### Records
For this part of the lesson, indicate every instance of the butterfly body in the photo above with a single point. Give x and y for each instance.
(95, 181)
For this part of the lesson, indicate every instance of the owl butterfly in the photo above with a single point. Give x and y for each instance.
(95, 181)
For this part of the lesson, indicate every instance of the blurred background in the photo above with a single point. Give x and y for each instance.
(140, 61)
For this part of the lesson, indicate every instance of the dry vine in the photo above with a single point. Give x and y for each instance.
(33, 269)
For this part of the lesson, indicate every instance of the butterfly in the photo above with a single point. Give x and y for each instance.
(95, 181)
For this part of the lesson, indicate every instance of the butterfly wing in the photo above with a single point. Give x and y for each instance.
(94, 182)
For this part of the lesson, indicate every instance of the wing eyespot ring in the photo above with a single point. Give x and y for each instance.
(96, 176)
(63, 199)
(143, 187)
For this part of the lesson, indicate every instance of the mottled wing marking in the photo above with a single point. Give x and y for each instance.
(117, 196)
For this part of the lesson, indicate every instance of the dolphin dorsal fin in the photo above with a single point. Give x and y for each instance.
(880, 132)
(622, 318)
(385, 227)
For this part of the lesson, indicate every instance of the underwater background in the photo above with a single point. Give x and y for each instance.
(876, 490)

### EXERCISE AIM
Reproduce every line of the records above as a numbered list, omitting any blank lines.

### EXERCISE SOLUTION
1. For this part of the lesson, indicate every instance of the butterfly body in the photo above with a single point. Give x and y for each instance.
2. (95, 181)
3. For this part of the lesson, indicate every instance of the owl butterfly in the photo above with a single point. Give x and y for each instance.
4. (95, 181)
5. For this part of the lesson, indicate every instance of the blurred background in the photo above with a single point. Give x and y for each instance.
6. (140, 61)
7. For this part of the lesson, indicate every instance of the dry vine in the photo above with a single point. Give x and y for each instance.
8. (33, 269)
9. For this part of the lesson, indicate every instance of the butterfly in the photo above with a single point. Give x and y for each instance.
10. (95, 181)
11. For this part of the lesson, indicate every instance of the butterfly wing in the photo above with a single point. Give x and y for each instance.
12. (94, 182)
13. For this part of the lesson, indicate every instance of the wing eyespot ring in the photo above with a single point. Give x and y for each instance.
14. (96, 176)
15. (63, 199)
16. (143, 187)
17. For this part of the lesson, indicate every instance of the mottled wing marking in the photo above with a single point. Give x and y for each instance.
18. (117, 196)
19. For this part of the lesson, indicate every instance of the dolphin dorsal fin in the photo above with a single point. Give x and y for each instance.
20. (880, 132)
21. (622, 318)
22. (385, 227)
23. For this part of the lesson, indicate every instance of the underwater background in the photo above with a single point. Give x and y for each instance.
24. (876, 490)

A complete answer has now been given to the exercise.